*** TEXT SHOWN
Tuesday, March 18, 2014



            Two men ride by on bicycles.  They each look strange in a different way.  One is whiskery, as in unshaven for two days, riding a small bike, and hunched over a large box he is balancing on his lap.  The other, riding on the other side of the road, is riding a very tall thin old-fashioned "English" bike and sitting up very straight.  He too is "whiskery." He has a fairly long grey beard and long grey hair.   He is sitting ramrod straight and riding a hundred feet behind the other guy and on the opposite side of the road. He is the one on the correct side of the road. The tall guy is tall and thin on a tall thin bike and the short guy, while not fat, is slightly plump. 
            They both strike me as strange, but then I think of people dear to me, Keith, for example, my brother Tom, Judy, Jaison, Rosy.  My parents. Everyone I know is strange and interesting.
            I remember one time when my kids were tweens and we were talking about one of our family friends, and the kids said that person was strange.  Then, one of us mentioned another friend, and that friend, too, was pronounced weird, and then we named everyone we knew, and they were all pronounced weird.  It turned into a kind of game, taking turns naming a person we thought might be normal and the others ticked off the weirdosities of that person.  Oh yeah.  We laughed and laughed.  Then we tried hard to think of someone who was not weird, but name as we might, we thought of weirdosities for every single person.  We finally settled on one person who we decided was not weird, Betsy Fallon.
******
TASKS
• A. Quote the bicycle post above, starting at "Two men ride" and ending at "is slightly plump.".
• B. In the bicycle post above, whom did the family finally settle on as the one person who was not weird?
*** DATASET RECORDS
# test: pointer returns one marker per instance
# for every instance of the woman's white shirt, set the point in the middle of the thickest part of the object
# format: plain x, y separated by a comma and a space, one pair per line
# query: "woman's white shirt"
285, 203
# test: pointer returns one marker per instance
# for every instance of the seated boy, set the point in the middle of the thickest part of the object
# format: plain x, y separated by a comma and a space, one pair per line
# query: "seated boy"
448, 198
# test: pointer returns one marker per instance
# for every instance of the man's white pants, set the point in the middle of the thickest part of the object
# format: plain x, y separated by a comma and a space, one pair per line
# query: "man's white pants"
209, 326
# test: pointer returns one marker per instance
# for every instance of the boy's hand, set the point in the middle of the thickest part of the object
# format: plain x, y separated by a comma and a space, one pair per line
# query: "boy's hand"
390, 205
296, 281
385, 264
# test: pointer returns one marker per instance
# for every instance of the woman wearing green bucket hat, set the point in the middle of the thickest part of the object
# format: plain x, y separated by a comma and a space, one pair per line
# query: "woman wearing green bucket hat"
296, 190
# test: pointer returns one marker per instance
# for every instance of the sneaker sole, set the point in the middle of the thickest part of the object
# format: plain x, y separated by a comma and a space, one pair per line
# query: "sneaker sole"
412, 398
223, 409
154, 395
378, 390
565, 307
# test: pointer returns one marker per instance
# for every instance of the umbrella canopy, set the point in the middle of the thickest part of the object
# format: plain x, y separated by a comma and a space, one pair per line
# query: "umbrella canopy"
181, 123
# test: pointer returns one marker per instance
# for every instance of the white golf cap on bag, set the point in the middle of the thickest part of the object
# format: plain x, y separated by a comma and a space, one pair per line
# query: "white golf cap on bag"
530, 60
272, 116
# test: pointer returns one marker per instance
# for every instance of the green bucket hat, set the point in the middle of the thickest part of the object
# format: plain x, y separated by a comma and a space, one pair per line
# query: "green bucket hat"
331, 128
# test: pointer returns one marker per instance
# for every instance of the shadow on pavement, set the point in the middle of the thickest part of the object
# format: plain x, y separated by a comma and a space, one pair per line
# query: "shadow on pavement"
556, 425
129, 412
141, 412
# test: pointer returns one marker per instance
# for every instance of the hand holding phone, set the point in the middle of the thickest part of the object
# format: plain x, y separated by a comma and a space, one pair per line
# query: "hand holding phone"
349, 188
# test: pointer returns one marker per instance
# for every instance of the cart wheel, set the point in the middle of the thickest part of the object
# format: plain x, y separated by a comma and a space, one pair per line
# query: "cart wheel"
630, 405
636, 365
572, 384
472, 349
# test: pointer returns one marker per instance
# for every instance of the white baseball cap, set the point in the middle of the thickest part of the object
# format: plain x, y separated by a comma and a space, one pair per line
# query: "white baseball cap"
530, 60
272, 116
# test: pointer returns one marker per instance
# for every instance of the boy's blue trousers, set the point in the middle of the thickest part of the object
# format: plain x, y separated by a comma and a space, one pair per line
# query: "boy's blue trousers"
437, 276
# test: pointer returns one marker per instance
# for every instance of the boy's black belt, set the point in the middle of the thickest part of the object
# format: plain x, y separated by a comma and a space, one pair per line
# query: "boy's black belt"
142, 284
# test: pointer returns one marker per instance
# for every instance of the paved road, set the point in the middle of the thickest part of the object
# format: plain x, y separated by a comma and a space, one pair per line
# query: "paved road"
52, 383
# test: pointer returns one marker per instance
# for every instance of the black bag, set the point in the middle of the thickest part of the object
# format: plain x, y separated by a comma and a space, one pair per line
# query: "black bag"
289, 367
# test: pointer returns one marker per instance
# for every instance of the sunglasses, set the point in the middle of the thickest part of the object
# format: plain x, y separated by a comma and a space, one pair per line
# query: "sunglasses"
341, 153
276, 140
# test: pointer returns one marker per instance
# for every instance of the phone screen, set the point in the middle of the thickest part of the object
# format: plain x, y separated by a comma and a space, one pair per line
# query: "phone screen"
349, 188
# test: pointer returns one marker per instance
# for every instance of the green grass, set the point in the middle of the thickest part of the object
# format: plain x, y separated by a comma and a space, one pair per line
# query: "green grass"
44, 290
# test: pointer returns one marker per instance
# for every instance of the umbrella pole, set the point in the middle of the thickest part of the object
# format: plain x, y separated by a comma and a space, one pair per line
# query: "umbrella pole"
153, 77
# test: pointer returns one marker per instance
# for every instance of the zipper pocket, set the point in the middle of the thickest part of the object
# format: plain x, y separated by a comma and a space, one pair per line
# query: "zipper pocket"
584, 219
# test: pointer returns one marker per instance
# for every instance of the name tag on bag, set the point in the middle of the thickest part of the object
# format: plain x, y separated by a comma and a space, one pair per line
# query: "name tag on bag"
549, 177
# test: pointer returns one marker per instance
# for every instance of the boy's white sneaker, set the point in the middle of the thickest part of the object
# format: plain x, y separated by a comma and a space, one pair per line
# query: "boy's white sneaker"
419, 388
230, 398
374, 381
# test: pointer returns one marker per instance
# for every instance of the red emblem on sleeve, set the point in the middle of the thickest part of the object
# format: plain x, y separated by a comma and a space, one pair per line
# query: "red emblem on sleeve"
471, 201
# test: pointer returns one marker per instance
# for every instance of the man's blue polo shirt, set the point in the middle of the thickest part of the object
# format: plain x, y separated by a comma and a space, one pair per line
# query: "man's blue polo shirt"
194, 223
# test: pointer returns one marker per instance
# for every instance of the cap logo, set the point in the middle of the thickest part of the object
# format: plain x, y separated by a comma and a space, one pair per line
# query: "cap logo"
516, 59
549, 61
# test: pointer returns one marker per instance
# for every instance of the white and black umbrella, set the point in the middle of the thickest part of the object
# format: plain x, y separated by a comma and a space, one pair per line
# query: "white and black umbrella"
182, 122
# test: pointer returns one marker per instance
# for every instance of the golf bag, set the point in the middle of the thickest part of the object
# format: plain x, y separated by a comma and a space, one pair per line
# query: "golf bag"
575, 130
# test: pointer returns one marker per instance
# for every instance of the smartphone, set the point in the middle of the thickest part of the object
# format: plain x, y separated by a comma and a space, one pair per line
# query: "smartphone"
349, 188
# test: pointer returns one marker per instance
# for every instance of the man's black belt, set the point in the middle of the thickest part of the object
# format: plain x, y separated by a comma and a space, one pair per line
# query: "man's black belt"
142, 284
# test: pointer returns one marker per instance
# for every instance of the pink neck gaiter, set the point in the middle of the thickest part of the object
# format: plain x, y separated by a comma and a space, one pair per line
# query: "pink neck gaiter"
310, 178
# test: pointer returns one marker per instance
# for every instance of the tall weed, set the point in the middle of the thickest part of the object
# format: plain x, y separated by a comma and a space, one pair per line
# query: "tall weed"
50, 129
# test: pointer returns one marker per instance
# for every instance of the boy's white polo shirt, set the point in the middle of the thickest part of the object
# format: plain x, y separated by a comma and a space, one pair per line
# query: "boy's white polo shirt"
******
ANSWERS TO THE PROBLEMS
• A.
Two men ride by on bicycles.  They each look strange in a different way.  One is whiskery, as in unshaven for two days, riding a small bike, and hunched over a large box he is balancing on his lap.  The other, riding on the other side of the road, is riding a very tall thin old-fashioned "English" bike and sitting up very straight.  He too is "whiskery." He has a fairly long grey beard and long grey hair.   He is sitting ramrod straight and riding a hundred feet behind the other guy and on the opposite side of the road. He is the one on the correct side of the road. The tall guy is tall and thin on a tall thin bike and the short guy, while not fat, is slightly plump.

• B. Betsy Fallon